--- Start EXCERPTED TEXT ---

Tech Managers Cannot Ignore AV System Testing.
One phrase seldom heard on projects is: “The AV installation has been completed ahead of schedule.” AV is usually the last trade in the door on a project, so construction delays from other trades have a big impact on the timely completion of the AV installation. Construction delays (which, let’s be honest, happen in some form on most projects) compress the AV installation window causing a last minute scramble to finish. Something has to be cut in order to complete the installation in less time and system testing is usually the first thing to go. This recurring issue of construction delays may have helped create an alarming trend—skipping system testing altogether.
System testing is the evaluation of new or updated AV systems against a list of criteria or punch list, to confirm scope, system operation, and installation quality. Below are reasons why system testing is vital to technology managers, integrators, and consultants. System testing is too important to be ignored.

--- End EXCERPTED TEXT ---

PROBLEM STATEMENT →
In the article on AV system testing, what is usually the first thing cut when construction delays shorten the AV installation window?

--- Start RECORDED DATA ---

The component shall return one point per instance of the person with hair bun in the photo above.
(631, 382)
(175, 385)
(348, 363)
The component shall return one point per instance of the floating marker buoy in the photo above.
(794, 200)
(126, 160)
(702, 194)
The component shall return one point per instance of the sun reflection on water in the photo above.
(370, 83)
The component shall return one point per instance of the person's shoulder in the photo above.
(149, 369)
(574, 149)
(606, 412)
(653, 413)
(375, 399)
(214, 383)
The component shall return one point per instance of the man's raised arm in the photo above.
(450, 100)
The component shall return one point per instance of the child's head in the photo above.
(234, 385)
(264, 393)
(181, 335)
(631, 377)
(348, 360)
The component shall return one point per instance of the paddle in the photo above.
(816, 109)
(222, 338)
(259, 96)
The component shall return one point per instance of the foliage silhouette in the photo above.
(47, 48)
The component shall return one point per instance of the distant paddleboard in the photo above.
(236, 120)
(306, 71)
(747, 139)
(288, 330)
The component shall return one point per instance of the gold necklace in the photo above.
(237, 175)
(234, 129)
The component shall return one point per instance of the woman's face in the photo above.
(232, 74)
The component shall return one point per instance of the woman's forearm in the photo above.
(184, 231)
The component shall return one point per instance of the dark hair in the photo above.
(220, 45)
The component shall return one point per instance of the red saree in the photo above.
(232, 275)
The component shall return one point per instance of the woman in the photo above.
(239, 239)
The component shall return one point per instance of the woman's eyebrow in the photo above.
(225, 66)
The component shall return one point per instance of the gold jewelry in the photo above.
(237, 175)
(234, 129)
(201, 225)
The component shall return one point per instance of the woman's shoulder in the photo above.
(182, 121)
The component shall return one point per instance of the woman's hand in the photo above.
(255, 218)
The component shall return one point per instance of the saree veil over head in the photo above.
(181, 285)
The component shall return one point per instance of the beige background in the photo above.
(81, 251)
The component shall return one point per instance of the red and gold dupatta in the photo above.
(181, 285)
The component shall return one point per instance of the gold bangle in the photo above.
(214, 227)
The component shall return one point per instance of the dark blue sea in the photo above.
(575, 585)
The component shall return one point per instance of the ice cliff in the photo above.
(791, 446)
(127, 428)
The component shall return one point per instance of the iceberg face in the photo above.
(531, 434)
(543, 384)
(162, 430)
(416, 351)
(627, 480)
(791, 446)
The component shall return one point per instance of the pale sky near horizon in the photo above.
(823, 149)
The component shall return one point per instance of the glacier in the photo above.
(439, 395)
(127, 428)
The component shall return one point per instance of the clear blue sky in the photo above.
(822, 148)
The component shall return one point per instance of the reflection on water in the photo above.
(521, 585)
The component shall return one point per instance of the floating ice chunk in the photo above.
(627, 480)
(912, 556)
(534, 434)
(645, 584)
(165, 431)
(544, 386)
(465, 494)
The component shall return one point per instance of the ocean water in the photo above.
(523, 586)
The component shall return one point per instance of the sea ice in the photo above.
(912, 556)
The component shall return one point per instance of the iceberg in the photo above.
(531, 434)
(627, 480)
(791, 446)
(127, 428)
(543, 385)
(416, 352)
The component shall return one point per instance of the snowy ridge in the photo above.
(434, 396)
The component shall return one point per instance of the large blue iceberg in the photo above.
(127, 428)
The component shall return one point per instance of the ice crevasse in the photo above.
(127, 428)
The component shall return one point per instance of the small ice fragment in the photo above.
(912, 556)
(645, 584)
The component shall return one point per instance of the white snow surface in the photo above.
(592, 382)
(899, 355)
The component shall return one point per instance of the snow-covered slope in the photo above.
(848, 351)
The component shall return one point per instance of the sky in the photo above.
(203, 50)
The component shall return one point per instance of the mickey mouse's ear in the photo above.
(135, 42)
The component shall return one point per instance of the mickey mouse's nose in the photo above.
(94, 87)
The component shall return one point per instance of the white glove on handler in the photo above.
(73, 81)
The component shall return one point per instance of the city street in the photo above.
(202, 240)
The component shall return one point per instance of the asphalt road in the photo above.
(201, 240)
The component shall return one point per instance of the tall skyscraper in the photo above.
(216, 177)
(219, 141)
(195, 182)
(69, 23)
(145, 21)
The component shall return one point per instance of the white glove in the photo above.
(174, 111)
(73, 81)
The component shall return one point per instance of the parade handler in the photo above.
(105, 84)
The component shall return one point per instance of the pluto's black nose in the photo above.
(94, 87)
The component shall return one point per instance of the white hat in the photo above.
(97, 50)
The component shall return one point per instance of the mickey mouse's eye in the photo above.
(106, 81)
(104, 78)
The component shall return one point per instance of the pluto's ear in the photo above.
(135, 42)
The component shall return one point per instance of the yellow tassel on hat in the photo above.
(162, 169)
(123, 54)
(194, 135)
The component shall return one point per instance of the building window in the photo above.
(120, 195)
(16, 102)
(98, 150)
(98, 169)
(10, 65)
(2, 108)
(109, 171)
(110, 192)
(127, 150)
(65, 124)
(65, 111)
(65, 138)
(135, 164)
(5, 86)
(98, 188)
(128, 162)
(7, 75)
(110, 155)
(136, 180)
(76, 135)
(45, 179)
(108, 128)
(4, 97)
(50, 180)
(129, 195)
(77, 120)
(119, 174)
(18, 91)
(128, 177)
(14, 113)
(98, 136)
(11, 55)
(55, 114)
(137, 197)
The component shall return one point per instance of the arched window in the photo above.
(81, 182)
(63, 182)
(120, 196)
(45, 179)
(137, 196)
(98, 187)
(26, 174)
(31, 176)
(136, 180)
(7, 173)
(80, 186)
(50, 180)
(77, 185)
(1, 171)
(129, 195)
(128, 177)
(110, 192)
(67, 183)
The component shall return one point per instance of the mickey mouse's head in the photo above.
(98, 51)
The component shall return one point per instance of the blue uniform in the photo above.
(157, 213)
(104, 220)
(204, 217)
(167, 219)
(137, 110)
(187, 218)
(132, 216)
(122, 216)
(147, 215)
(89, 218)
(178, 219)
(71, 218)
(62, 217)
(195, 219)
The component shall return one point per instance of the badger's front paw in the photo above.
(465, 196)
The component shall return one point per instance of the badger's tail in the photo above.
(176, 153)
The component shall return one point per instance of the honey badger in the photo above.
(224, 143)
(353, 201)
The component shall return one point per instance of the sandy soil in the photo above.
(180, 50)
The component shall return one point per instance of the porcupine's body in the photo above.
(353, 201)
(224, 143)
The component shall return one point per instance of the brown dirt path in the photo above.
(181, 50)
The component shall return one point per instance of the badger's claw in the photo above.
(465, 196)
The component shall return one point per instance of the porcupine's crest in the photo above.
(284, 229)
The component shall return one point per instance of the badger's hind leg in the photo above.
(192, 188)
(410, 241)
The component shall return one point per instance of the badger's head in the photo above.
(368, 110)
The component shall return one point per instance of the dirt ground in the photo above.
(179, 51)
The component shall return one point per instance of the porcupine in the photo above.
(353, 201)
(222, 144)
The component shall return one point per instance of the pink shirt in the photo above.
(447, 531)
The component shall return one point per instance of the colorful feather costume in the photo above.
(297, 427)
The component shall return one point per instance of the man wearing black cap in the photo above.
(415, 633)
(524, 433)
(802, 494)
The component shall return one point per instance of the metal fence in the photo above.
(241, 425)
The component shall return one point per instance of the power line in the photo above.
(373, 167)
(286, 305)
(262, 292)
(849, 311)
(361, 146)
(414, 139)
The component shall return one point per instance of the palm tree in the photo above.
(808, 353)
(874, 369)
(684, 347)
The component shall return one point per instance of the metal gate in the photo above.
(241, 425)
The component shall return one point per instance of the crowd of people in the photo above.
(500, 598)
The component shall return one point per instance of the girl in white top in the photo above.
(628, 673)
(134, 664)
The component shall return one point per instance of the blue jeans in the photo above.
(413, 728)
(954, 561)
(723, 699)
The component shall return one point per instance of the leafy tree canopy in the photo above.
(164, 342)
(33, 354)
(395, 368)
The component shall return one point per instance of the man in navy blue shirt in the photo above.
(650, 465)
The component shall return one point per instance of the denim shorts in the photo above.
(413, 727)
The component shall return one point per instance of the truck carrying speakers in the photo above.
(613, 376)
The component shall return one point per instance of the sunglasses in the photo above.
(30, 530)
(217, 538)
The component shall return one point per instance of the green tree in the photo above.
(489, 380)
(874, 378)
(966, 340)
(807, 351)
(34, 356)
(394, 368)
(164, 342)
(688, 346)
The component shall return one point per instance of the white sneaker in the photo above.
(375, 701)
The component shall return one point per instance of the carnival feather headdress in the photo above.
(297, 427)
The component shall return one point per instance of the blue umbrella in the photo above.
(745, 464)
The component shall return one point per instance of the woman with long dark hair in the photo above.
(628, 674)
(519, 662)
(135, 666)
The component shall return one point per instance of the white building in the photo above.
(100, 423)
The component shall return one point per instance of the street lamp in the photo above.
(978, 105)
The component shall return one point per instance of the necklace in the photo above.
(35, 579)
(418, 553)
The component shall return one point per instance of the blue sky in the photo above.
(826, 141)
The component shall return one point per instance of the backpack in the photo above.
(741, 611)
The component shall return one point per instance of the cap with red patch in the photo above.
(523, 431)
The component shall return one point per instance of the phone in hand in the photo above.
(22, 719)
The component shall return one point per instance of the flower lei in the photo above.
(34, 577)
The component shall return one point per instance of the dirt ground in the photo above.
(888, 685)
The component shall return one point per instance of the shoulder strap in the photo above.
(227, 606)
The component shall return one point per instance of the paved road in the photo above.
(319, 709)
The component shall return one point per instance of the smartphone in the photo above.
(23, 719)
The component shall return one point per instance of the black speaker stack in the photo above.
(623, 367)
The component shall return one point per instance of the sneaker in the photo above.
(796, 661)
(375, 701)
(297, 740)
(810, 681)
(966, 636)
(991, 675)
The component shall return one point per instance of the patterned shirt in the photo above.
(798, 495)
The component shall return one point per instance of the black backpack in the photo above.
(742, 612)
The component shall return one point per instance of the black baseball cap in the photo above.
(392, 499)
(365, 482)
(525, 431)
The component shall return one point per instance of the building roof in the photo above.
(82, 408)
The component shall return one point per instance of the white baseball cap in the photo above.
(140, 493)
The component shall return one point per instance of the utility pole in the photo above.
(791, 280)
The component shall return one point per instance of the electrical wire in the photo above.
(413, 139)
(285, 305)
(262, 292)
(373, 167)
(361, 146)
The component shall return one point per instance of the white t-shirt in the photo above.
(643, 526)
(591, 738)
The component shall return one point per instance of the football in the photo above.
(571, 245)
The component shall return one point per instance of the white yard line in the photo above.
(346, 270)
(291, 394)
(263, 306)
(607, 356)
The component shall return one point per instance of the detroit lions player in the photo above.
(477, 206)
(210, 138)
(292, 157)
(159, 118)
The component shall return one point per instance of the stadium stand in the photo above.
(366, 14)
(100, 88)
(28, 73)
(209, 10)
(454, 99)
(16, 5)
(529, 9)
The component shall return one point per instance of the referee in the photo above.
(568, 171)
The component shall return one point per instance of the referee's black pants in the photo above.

--- End RECORDED DATA ---

PROBLEM SOLUTION →
System testing